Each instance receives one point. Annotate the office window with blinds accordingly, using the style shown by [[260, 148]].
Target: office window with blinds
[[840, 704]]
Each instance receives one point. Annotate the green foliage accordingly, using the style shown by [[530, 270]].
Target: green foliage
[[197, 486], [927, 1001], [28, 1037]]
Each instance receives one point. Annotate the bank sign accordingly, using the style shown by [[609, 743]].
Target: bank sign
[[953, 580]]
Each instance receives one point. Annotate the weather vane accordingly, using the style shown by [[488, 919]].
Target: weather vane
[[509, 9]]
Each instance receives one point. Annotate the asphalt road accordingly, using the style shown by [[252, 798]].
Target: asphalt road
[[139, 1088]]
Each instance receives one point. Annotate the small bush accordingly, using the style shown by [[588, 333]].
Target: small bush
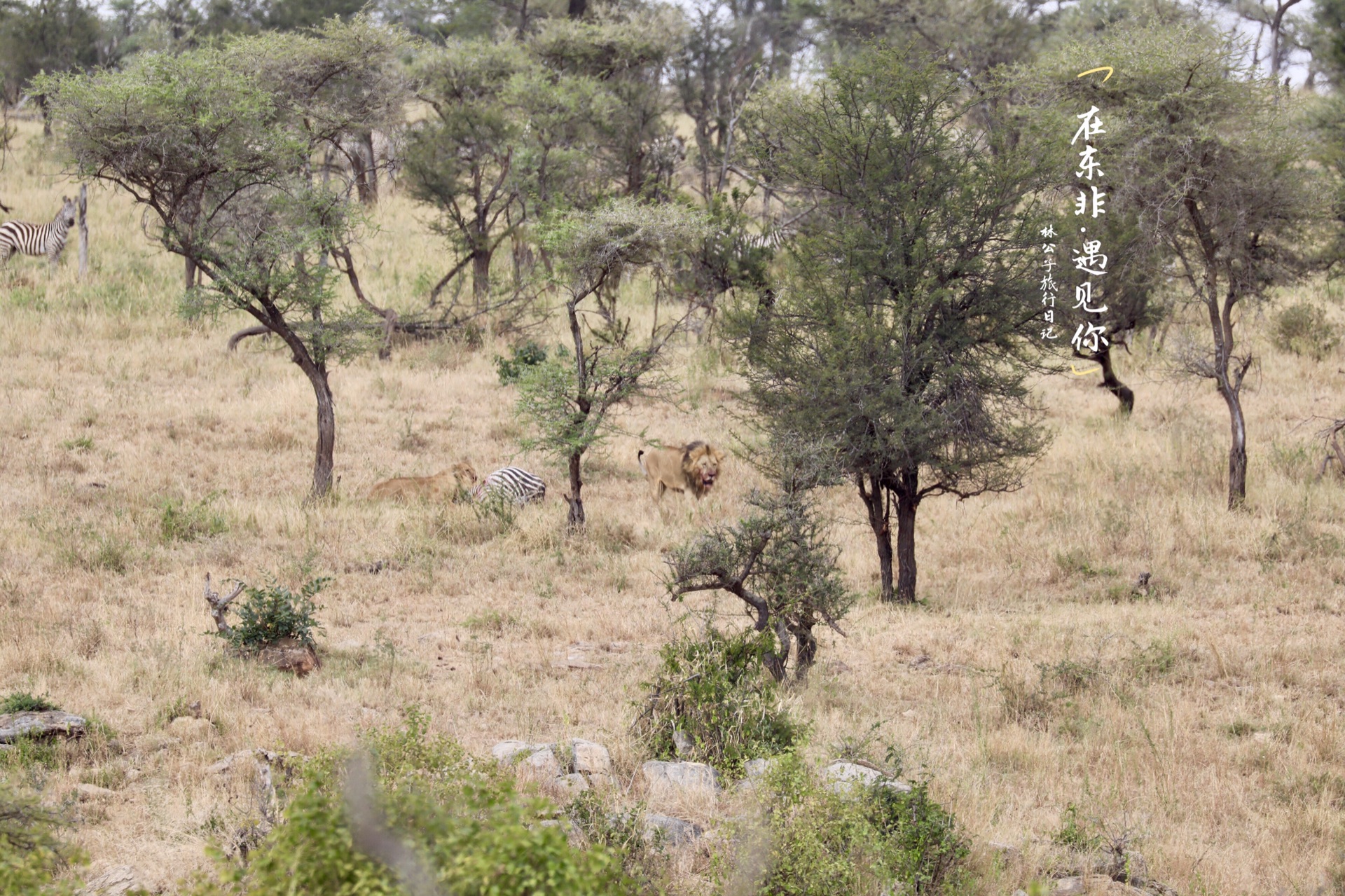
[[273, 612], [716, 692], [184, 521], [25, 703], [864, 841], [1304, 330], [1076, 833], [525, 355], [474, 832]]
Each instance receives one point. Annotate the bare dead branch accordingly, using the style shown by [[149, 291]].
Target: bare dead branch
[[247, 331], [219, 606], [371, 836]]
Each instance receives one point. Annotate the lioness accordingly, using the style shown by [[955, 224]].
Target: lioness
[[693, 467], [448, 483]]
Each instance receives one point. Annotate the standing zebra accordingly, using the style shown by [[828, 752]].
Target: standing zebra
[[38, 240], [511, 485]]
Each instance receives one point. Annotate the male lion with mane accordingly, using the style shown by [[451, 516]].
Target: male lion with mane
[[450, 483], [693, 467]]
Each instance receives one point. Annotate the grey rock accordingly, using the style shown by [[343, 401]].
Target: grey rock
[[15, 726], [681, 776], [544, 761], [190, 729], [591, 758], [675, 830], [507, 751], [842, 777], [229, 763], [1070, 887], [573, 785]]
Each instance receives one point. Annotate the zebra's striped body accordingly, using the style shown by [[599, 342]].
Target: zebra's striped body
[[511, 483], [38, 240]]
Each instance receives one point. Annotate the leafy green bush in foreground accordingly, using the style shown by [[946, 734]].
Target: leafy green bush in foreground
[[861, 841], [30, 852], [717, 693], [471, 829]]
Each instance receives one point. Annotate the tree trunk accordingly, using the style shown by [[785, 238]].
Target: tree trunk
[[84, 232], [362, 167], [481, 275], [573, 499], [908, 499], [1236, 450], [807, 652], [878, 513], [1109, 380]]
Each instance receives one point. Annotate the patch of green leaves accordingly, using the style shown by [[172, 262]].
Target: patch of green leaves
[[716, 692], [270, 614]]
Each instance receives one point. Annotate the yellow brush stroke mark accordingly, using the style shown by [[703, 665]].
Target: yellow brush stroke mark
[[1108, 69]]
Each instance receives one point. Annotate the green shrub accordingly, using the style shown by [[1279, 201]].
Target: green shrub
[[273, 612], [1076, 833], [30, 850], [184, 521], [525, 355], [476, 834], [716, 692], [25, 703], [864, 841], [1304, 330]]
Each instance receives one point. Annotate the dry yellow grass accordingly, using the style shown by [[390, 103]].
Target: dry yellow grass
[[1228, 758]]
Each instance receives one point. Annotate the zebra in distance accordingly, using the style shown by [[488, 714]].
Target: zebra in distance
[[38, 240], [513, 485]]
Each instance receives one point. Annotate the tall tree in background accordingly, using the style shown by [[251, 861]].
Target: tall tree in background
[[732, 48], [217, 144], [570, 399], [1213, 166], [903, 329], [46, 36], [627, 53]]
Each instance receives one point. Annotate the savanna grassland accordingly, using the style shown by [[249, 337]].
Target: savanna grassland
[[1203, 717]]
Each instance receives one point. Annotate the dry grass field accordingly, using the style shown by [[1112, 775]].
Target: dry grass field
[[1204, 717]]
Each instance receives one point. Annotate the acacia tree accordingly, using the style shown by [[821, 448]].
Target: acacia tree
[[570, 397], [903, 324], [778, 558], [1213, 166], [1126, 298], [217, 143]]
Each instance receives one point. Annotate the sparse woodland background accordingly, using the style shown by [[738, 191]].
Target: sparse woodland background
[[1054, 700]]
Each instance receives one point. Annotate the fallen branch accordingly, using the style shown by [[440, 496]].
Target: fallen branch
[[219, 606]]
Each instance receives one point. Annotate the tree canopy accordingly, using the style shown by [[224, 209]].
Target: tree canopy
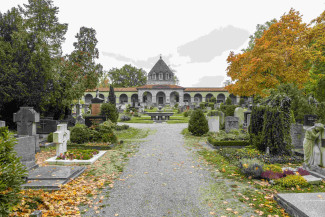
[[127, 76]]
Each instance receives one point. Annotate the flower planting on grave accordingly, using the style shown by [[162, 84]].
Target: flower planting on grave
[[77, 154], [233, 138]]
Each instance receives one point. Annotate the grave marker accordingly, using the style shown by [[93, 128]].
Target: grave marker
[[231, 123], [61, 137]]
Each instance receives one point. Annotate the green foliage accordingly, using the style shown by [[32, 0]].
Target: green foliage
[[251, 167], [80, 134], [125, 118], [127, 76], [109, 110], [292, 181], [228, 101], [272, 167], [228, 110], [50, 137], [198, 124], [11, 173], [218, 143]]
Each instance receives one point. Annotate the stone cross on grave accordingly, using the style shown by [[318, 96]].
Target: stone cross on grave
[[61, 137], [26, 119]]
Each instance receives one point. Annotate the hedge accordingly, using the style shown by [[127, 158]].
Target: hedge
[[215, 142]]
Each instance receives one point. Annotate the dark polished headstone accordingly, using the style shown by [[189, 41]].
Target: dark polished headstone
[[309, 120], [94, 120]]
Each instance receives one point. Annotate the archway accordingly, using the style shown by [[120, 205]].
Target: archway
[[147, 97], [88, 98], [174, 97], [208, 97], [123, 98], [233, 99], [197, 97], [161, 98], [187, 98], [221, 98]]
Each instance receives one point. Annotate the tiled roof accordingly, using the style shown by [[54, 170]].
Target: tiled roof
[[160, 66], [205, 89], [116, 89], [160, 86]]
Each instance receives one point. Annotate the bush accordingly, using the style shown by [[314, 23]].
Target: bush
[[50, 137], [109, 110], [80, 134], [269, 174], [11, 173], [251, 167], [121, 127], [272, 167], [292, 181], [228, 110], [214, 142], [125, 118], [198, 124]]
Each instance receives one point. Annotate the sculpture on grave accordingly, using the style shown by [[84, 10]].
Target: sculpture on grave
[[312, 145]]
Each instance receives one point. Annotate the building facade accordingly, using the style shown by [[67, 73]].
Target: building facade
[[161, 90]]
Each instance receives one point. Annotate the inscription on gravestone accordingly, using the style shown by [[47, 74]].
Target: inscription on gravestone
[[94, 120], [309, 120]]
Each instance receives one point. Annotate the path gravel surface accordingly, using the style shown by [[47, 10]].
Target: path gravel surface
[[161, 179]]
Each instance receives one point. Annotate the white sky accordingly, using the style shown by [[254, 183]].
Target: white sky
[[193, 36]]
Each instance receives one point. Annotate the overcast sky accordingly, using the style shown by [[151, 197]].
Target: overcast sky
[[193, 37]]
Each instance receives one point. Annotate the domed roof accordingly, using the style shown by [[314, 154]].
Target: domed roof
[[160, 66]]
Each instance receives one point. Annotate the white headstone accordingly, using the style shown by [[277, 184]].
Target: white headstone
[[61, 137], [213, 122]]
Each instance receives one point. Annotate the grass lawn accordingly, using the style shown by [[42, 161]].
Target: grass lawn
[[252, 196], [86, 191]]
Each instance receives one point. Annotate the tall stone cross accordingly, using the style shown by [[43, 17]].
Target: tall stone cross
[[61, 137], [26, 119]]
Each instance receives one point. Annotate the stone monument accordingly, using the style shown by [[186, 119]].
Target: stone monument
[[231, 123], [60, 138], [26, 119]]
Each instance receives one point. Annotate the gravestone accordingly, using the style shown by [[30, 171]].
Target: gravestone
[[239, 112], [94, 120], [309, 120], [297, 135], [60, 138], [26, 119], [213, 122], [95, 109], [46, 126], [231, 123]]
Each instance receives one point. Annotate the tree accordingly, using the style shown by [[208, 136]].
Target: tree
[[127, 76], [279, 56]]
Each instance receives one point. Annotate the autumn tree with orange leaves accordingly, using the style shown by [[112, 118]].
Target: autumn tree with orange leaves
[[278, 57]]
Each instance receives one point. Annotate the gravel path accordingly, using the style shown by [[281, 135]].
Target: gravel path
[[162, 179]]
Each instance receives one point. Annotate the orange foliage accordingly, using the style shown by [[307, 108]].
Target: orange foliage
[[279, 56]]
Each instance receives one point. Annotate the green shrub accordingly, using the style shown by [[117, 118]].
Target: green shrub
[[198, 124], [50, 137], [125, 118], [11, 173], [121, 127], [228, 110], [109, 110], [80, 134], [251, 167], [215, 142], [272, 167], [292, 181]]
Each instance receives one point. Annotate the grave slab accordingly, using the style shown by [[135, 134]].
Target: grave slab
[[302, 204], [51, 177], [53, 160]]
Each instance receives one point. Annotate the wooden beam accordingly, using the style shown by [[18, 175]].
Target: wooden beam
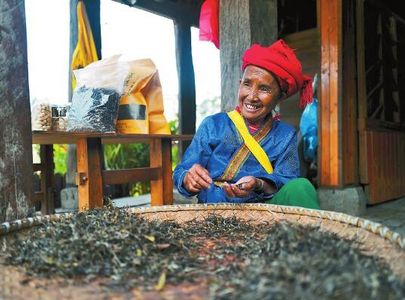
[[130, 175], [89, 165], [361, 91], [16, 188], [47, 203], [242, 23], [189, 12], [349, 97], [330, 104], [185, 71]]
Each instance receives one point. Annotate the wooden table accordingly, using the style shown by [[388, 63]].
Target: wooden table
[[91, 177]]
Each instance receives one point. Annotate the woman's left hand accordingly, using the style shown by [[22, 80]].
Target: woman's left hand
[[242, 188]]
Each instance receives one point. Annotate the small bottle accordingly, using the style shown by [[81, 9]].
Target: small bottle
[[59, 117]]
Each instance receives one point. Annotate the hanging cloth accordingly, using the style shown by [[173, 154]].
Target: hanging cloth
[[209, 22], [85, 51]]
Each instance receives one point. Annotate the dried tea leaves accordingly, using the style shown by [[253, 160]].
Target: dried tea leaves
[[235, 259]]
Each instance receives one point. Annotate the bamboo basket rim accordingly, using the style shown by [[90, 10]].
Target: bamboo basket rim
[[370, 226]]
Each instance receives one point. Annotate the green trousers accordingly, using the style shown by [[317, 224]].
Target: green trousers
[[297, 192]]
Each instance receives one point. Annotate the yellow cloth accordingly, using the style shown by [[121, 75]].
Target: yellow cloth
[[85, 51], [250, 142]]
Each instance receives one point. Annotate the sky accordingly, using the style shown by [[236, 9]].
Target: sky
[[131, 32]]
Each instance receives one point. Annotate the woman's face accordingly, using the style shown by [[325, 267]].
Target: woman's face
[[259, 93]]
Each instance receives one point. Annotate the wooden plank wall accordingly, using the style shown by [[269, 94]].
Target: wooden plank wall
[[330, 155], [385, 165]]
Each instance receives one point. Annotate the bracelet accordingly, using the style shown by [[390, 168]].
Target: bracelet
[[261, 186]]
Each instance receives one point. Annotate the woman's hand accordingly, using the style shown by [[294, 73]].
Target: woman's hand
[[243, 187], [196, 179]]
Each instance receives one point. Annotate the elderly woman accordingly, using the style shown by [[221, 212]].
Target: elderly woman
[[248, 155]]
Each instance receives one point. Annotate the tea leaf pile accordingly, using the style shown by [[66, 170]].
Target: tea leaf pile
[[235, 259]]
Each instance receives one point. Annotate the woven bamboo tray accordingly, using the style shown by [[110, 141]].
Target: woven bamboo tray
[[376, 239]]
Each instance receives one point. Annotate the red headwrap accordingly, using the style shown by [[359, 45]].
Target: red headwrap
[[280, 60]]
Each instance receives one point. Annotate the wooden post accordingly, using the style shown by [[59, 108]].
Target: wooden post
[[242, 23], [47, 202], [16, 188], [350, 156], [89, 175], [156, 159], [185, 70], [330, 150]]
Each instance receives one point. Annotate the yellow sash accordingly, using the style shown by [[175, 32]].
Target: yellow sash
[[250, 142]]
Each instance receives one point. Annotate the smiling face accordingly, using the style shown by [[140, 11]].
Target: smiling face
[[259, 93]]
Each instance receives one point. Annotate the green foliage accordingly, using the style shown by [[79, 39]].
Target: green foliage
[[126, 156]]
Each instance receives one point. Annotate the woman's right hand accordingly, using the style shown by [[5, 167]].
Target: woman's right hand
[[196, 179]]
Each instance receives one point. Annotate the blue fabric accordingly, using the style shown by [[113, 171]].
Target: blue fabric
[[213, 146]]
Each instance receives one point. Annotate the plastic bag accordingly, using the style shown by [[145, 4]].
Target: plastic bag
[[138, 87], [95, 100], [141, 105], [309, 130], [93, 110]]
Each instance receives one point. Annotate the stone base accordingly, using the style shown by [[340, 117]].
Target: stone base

◇ ◇ ◇ ◇ ◇ ◇ ◇

**The problem:**
Begin with the line containing "Each instance receives one point. Annotate the bracelet" and repeat each line exactly until the records above end.

**Solution to this problem:**
Each instance receives one point. Annotate the bracelet accordingly, using the style shown by [[390, 168]].
Target: bracelet
[[261, 186]]
Each instance receives one point. Annotate the woman's hand accordingly, using the style shown by [[294, 73]].
Target: woman's hand
[[243, 187], [196, 179]]
Each instance receives one point. Annotate the elderly woman accordingly, using the style shown by [[221, 212]].
Target: elderly woman
[[248, 155]]
Each instance receives one point. Annotate the tea leaf pile accordingly, using the style shown by [[66, 170]].
Target: tea leaf pile
[[235, 259]]
Each instance receives one point. Annotate the woven bamboo tray accordingly, using the style shown by [[110, 141]].
Target: woven bamboo tray
[[376, 239]]
Each instance receives one point. Annotate the red headwrap accordingly, using the style shown by [[359, 45]].
Target: red headwrap
[[280, 60]]
Each instance receives one point. Annotate the wooden post accordingly, using the style shown by [[59, 108]].
Target: wooden post
[[242, 23], [47, 202], [16, 188], [350, 156], [89, 175], [156, 159], [185, 70], [330, 150]]
Each instance receives one point. Annotate the yellow sash accordingly, using the style shown by [[175, 32]].
Target: yellow sash
[[250, 142]]
Each instance receives one point. Annotate the smiling face accordingly, using the style shown by [[140, 11]].
Target: smiling face
[[259, 93]]
Each instance receives one point. Annotate the green foliage accordingly, using the style shown by [[79, 39]].
Target: green foliage
[[126, 156]]
Each instance receives one point. Annotate the woman's right hand accordingly, using the style shown by [[5, 167]].
Target: woman's right hand
[[196, 179]]
Each instance receives one point. Annotate the blue fabric accordingly, using the style shown by [[113, 171]].
Target: blue fabric
[[213, 146]]
Each instance receives one point. Annotate the plastic bag accordingly, using the style shown by [[145, 4]].
Target: plastic bag
[[138, 87], [95, 100], [141, 105], [309, 130], [93, 110]]
Each instance receives one point. Annotate the stone base accordingly, using the style shown by [[340, 117]].
Target: stone base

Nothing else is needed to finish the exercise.